Consigne 1: D'après le communiqué de presse, de quel rapport le Comité a-t-il poursuivi l'examen cet après-midi ?
***** Source
FEM/970

LE COMITE POUR L'ELIMINATION DE LA DISCRIMINATION A L'EGARD DES FEMMES EVOQUE LES LACUNES DE LA LEGISLATION DU ZIMBABWE

22 janvier 1998


Communiqué de Presse
FEM/970


LE COMITE POUR L'ELIMINATION DE LA DISCRIMINATION A L'EGARD DES FEMMES EVOQUE LES LACUNES DE LA LEGISLATION DU ZIMBABWE

19980122 Le Comité pour l'élimination de la discrimination à l'égard des femmes a poursuivi cet après-midi l'examen du rapport initial du Zimbabwe. Si les expertes ont félicité le Zimbabwe pour son engagement réel en faveur de la femme, elles ont relevé certaines lacunes dans la législation nationale et la persistance de la discrimination à l'égard des femmes dans de nombreux domaines. Ainsi, l'accès à l'enseignement et au travail des filles n'est pas égalitaire, la criminalisation de la prostitution ne se décline qu'au féminin tandis que les moyens de communication de masse contribuent au maintien des stéréotypes et des pratiques archaïques au détriment des femmes, lesquelles sont, par ailleurs, pratiquement exclues de l'héritage de la terre.
**********
***** Données d'entrée
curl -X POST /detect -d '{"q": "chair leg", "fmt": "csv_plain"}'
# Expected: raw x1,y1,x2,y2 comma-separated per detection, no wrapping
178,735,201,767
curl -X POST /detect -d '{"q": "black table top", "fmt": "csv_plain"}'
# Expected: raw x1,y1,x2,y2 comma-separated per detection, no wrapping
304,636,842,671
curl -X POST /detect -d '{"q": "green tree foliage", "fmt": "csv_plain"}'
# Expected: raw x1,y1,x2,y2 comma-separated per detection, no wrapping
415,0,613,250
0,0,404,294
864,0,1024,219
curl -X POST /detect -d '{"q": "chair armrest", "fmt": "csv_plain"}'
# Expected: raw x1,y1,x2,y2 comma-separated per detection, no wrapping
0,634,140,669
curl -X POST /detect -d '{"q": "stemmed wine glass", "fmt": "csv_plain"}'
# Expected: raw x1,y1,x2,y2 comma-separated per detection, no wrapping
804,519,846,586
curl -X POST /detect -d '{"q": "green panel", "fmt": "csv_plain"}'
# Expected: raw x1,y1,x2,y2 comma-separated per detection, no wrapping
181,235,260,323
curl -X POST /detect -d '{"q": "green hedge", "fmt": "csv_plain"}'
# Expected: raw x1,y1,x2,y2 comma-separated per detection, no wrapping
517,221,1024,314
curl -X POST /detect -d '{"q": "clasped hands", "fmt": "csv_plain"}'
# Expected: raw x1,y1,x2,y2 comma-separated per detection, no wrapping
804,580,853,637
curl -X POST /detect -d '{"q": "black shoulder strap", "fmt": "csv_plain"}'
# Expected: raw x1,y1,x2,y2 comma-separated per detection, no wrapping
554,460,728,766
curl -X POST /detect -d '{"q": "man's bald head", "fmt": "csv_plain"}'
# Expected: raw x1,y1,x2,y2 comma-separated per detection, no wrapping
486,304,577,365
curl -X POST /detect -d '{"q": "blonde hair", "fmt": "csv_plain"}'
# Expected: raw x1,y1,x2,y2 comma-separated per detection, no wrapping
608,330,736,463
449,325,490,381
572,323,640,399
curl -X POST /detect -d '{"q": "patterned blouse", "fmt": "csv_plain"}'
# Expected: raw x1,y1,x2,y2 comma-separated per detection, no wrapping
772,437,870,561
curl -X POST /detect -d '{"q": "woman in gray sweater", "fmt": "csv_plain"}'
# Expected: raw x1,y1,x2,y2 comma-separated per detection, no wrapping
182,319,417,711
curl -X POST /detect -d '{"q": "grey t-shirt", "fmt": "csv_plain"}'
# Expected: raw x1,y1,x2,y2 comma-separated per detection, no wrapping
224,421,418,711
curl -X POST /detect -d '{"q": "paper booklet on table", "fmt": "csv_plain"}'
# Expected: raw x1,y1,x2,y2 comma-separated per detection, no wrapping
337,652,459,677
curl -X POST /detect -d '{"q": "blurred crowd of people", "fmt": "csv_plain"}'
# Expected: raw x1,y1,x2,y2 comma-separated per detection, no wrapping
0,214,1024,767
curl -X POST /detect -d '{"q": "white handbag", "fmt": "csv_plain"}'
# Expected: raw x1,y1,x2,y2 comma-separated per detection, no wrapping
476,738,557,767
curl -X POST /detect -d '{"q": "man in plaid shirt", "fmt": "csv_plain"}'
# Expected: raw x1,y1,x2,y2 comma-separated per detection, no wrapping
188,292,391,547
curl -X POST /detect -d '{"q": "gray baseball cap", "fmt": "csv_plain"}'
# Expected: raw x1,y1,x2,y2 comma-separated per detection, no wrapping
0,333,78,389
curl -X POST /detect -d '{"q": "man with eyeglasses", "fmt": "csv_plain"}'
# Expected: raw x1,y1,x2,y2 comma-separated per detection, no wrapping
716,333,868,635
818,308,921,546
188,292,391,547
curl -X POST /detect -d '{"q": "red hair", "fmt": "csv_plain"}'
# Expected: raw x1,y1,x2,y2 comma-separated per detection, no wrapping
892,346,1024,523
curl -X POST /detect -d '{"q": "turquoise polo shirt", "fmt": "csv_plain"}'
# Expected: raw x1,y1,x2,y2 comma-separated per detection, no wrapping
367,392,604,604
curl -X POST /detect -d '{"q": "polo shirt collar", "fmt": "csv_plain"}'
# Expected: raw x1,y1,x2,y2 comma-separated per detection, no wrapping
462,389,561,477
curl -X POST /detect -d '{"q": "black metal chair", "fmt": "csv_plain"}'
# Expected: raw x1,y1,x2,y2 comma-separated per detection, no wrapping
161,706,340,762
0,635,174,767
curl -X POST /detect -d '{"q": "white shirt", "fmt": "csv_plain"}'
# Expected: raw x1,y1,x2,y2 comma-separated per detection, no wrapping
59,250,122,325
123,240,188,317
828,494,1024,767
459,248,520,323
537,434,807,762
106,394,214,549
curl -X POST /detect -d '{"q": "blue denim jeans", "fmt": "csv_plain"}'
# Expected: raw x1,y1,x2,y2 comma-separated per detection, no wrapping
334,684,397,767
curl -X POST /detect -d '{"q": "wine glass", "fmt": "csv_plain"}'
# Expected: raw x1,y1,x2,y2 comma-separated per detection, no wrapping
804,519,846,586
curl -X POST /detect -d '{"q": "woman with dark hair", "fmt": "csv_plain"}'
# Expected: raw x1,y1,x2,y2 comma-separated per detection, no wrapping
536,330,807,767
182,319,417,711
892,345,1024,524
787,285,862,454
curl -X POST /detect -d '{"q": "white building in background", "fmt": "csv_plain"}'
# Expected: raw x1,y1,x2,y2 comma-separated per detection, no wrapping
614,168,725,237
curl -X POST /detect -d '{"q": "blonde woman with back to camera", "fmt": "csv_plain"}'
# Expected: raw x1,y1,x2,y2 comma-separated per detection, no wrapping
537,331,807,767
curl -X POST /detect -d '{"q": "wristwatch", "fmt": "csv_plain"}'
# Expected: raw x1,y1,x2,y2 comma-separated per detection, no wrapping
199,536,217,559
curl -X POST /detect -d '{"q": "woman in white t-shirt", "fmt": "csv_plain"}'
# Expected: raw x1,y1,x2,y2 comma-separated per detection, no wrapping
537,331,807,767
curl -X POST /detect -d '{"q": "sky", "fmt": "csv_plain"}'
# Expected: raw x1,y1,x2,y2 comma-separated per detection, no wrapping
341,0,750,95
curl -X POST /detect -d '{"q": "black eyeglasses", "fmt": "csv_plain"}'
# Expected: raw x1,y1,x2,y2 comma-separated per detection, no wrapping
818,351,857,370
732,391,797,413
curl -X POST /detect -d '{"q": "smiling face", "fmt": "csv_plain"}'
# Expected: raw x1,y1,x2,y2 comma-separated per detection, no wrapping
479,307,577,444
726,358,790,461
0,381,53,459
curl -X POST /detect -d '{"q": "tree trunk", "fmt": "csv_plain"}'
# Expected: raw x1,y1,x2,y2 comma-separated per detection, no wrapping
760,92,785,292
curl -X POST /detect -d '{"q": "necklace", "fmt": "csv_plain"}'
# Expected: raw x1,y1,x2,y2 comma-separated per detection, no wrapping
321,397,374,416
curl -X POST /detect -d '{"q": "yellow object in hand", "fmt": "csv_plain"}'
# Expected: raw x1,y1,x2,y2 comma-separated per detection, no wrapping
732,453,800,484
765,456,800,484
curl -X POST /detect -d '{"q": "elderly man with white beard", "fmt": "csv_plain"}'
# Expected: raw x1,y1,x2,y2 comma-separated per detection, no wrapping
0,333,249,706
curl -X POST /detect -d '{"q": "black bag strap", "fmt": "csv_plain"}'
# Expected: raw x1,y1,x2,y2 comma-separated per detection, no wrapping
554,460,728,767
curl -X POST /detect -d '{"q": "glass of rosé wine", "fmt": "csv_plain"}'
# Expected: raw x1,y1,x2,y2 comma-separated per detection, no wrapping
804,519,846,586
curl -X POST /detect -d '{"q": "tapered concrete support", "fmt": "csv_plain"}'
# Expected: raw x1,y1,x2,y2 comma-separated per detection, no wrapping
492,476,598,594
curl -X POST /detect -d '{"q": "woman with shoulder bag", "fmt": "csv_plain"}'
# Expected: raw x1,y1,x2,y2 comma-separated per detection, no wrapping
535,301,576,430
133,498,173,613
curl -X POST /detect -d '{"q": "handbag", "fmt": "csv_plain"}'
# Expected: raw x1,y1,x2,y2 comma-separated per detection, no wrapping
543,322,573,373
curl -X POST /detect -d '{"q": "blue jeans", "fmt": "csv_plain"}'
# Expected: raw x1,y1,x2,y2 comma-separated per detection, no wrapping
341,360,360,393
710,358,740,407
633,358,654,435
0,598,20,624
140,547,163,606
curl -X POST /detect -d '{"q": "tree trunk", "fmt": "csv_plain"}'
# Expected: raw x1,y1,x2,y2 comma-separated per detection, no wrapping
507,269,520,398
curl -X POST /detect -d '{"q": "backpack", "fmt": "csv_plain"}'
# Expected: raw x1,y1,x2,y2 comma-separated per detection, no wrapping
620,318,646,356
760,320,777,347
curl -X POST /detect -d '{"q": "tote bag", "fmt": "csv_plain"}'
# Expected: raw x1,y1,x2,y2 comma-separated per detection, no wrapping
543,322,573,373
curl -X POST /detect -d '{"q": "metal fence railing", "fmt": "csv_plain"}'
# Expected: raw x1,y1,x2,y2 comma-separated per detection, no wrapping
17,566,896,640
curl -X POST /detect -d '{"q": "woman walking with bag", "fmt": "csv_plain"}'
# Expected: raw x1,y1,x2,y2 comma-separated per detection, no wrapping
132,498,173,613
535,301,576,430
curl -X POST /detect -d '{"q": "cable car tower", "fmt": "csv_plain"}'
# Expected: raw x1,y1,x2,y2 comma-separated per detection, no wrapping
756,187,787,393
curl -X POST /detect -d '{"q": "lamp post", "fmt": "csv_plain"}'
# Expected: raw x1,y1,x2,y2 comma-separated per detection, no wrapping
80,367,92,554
**********
Consigne 2: Réécrivez les lignes des enregistrements depuis le début jusqu'à la ligne contenant "178,735,201,767", celle-ci comprise, en remplaçant "chair leg" par "table leg" sans rien modifier d'autre.

Réponse finale 1: Le rapport initial du Zimbabwe.

Réponse finale 2:
curl -X POST /detect -d '{"q": "table leg", "fmt": "csv_plain"}'
# Expected: raw x1,y1,x2,y2 comma-separated per detection, no wrapping
178,735,201,767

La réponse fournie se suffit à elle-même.